▶ **EXERCISE**: Print each entry word for word without images.

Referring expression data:

* * * * * * *

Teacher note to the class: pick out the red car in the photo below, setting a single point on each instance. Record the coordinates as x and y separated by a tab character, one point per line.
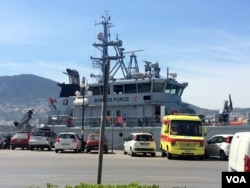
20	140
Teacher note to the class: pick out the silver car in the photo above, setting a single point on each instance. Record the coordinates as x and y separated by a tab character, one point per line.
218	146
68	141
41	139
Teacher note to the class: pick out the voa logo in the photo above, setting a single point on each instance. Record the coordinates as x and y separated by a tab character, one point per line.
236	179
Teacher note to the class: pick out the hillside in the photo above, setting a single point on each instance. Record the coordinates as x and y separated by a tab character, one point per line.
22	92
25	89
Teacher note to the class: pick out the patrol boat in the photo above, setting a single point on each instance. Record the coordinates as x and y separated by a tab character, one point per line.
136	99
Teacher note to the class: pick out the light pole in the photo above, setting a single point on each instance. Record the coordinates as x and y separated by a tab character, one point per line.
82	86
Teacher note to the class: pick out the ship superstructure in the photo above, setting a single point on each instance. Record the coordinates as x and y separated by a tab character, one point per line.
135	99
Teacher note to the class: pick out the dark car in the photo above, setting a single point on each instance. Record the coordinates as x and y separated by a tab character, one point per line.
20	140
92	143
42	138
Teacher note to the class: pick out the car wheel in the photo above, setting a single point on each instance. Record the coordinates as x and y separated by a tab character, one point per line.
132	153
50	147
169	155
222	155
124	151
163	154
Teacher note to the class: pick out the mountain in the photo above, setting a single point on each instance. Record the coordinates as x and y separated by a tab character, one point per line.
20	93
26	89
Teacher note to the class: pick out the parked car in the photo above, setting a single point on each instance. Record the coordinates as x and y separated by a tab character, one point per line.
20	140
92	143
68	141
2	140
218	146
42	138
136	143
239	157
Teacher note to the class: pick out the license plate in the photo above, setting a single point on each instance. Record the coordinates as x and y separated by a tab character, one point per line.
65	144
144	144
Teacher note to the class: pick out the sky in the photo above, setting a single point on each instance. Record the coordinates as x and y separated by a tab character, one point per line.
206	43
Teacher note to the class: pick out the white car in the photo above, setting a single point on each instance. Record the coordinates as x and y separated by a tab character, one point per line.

* * * * * * *

▶ **RESPONSE**:
Teacher note to the class: pick out the red car in the photo below, setting a single point on each instance. Record the coordinates as x and y separated by a tab character, one point per line.
20	140
Teacher note to the class: pick out the silver car in the photo above, setting a single point on each instance. Record the coordinates as x and y separated by a tab character, one point per line.
218	146
68	141
41	139
Teacher note to the class: pick out the voa logo in the photo above, setting a single point on each instance. Record the coordinates as x and y separated by a tab character, one point per line.
236	179
Teacher note to the class: pick out the hillside in the photo above, setting a single point on each instance. Record the coordinates as x and y separated by a tab character, one point per line.
22	92
25	89
Teacher note to the class: pick out the patrol boat in the photo above, setting a single point on each instance. Record the coordinates as x and y separated by a tab character, one point per line.
136	99
Teacher note to the class: pick out the light pole in the photo above, setting a single point on each instance. Record the coordinates as x and y separated by a tab character, one point per line.
82	86
Teacher note to the class: pick out the ship superstructure in the photo above, setting a single point on each instance. Record the coordinates as x and y separated by a tab character, one point per line.
135	99
Teacher note to the class: pick out the dark car in the photo above, setting a single point on each instance. Record the coordinates as x and y separated by a tab character, one point per line.
20	140
92	143
42	138
Teacher note to the class: pick out the car wheel in the photo above, setting a single point on each instance. Record the coordinates as x and y separated by a tab character, one point per line.
132	153
50	147
169	155
222	155
124	151
163	154
Teacher note to the class: pick out the mountain in the photo above, setting a single point on each instance. Record the coordinates as x and y separated by a tab character, one point per line.
20	93
26	89
Teacher note to the class: pick out the parked car in the photo above, setting a single point on each instance. Record the coordinates as x and y separated by a tab character, one point per line.
20	140
92	143
68	141
2	140
218	146
42	138
136	143
239	157
Teacher note to the class: pick out the license plate in the photo above, setting a single point on each instance. Record the coordinates as x and y separated by a tab character, one point per line.
65	144
144	144
Teacher note to the class: pick out the sky in the photo above, setting a single point on each instance. Record the coordinates as x and y separated by a tab character, one point per line.
206	43
Teacher note to the class: pick out the white car in the photo above, setting a single point on each instance. Record the coordinates as x and y separated by a tab character, one point per line.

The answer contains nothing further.